#### [DESCRIPTION OF THE TASK]
Transcribe the data exactly, stopping after the "Draw the outline of every instance of the formation" line.

────────────────────

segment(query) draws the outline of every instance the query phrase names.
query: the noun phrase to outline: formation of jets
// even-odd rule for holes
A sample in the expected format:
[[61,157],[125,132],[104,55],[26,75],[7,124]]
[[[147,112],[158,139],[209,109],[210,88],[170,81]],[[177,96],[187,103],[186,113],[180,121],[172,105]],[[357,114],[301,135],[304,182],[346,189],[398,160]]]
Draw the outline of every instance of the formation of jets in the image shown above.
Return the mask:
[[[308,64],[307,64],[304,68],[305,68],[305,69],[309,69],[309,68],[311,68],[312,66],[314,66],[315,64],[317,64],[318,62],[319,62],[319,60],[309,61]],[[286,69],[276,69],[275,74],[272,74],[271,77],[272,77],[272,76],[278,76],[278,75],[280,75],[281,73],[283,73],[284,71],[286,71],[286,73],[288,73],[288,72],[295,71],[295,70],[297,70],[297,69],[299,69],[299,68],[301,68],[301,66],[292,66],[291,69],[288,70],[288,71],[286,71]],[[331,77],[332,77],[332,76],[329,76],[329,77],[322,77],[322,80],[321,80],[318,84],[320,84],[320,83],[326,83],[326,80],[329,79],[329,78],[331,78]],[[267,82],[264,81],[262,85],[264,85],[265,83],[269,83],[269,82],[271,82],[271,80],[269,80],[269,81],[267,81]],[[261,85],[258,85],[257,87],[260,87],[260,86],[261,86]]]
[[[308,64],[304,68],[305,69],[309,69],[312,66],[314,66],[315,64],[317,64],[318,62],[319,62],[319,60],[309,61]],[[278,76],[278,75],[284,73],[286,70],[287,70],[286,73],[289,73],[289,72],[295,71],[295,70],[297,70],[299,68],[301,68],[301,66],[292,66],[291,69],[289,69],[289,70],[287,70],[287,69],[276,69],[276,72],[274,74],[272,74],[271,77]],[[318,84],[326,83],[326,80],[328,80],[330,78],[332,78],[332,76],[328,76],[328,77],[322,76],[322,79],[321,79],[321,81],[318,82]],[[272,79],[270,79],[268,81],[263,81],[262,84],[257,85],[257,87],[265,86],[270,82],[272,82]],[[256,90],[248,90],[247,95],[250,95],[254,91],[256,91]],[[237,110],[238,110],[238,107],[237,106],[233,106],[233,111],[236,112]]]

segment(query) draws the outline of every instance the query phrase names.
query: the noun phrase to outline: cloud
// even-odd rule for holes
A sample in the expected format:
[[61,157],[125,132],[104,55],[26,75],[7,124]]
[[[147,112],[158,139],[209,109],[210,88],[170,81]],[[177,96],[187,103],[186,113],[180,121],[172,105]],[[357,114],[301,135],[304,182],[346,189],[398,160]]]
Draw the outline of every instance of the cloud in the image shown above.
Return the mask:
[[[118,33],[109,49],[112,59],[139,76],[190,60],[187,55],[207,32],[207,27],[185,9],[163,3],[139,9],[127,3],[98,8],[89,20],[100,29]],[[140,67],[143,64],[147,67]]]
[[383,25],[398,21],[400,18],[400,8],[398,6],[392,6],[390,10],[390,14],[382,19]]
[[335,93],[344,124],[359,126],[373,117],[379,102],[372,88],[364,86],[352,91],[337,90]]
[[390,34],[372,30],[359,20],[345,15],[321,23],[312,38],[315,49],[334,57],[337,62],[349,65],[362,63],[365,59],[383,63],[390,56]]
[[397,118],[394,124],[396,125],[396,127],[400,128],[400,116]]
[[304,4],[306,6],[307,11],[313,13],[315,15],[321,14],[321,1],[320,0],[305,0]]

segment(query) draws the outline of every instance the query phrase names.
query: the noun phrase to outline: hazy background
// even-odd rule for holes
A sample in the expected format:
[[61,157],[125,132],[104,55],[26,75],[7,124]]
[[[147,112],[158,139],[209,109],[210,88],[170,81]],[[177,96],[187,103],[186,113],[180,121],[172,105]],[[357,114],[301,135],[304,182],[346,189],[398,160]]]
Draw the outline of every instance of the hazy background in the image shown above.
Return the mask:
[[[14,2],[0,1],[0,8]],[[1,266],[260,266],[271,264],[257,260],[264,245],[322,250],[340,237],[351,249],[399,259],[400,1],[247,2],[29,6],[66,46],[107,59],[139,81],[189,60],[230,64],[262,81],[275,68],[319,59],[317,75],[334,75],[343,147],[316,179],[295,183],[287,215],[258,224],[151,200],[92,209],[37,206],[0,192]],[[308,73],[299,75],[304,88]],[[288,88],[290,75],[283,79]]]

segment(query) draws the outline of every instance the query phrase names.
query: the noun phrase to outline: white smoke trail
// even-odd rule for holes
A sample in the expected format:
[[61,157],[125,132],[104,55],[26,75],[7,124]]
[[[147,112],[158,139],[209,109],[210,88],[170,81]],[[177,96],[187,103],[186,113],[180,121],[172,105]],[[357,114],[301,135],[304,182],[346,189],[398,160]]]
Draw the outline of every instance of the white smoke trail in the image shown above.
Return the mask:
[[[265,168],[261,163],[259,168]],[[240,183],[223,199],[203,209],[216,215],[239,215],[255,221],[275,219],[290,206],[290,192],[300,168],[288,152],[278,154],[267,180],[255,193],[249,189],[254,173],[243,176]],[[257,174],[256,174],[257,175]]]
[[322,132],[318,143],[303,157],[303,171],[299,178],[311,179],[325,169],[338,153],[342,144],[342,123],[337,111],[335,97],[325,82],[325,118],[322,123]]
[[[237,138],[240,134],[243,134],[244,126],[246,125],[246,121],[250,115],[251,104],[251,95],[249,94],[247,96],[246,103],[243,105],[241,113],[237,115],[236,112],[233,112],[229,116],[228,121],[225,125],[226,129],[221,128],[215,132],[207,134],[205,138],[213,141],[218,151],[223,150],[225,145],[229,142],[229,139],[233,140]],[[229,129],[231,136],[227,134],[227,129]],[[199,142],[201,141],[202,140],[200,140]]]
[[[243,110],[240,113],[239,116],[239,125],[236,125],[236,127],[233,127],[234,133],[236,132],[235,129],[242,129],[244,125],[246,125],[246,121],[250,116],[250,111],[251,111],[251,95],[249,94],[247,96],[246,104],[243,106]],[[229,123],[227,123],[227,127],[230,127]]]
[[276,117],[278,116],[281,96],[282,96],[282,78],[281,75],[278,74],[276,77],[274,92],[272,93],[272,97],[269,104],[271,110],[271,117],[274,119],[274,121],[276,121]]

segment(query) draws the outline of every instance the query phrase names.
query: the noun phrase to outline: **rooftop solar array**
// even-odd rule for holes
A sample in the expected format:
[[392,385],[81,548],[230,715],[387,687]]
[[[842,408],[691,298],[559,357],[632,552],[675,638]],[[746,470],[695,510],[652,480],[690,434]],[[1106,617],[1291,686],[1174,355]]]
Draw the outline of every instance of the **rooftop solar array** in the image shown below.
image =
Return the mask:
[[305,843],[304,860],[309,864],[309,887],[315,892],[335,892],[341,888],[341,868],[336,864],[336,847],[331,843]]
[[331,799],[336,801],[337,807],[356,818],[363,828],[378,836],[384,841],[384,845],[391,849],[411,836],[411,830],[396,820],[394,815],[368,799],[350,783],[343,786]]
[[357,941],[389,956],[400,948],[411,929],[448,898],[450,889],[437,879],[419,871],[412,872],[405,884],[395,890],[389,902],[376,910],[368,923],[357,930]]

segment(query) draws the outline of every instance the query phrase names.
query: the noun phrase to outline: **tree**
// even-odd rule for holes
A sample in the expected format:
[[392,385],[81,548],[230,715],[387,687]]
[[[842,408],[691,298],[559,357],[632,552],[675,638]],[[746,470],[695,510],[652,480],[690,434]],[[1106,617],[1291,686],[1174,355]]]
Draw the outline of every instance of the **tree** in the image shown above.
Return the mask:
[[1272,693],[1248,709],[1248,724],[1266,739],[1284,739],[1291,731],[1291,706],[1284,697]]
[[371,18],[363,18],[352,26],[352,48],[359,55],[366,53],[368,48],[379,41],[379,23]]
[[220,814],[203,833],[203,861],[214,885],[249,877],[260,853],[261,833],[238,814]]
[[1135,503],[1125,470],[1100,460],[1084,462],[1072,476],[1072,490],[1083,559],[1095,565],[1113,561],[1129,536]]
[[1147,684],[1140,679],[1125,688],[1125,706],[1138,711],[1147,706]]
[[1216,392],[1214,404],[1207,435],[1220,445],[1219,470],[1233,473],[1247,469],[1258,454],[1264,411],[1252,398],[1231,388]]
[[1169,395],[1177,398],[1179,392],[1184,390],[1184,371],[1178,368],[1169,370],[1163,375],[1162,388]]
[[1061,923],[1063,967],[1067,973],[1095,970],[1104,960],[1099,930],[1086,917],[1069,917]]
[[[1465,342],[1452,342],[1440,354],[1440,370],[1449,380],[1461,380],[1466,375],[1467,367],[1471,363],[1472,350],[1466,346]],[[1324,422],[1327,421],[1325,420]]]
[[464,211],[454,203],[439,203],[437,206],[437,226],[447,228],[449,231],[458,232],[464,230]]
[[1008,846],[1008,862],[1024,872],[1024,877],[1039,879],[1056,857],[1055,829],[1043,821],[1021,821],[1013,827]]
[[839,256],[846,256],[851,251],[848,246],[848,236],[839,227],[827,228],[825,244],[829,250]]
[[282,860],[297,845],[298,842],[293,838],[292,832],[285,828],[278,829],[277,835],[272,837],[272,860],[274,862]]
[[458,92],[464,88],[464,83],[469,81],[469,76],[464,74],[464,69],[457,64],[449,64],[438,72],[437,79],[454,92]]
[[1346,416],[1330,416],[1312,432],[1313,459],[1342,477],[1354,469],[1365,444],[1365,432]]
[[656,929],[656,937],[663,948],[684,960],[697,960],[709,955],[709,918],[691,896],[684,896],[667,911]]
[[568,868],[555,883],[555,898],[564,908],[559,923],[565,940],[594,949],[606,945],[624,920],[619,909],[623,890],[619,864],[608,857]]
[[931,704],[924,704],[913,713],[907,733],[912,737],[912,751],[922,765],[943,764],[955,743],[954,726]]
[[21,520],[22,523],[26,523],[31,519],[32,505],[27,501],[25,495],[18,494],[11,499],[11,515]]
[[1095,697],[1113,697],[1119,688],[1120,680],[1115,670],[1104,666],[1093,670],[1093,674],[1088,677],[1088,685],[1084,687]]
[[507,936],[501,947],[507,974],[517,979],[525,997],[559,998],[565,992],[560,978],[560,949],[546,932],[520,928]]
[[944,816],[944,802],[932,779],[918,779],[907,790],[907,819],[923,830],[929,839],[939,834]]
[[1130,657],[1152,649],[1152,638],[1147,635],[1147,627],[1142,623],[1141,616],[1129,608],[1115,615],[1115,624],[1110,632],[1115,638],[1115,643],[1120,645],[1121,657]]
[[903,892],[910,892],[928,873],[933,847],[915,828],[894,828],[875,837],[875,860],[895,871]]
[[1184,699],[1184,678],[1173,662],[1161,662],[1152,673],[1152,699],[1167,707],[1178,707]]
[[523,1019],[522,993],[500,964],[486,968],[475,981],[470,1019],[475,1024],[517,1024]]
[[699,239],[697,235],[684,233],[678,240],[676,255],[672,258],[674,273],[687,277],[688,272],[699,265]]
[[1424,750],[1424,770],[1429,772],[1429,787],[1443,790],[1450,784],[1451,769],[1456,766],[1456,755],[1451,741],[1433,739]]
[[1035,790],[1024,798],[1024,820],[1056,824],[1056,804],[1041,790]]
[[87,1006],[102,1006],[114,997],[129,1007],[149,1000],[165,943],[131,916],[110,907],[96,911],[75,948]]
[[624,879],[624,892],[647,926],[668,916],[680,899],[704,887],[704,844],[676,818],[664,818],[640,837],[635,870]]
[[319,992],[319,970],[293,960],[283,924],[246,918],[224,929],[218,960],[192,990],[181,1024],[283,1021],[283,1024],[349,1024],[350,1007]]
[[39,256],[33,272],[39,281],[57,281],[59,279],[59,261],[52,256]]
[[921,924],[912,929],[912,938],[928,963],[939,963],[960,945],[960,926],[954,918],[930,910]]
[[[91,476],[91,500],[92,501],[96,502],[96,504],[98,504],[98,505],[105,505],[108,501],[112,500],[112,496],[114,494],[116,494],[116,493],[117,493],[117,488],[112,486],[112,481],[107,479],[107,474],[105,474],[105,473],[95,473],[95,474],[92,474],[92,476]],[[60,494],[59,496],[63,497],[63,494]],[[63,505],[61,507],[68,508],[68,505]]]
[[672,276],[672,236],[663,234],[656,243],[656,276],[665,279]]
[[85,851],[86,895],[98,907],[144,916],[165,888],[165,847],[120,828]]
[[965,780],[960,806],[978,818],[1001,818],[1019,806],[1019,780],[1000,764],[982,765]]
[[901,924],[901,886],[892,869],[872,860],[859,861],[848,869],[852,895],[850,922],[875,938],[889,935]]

────────────────────

#### [ANSWER SECTION]
segment(query) draws the outline of every instance the query phrase names.
query: the noun phrase to outline: formation of jets
// even-odd rule for holes
A sample in the expected format:
[[61,157],[125,132],[104,55],[26,75],[7,124]]
[[[147,112],[158,139],[209,109],[210,88],[170,81]],[[177,96],[187,103],[186,113],[180,121],[172,105]],[[357,114],[301,135],[304,182],[346,189],[398,160]]]
Draw the outline of every instance of the formation of jets in the image shown above.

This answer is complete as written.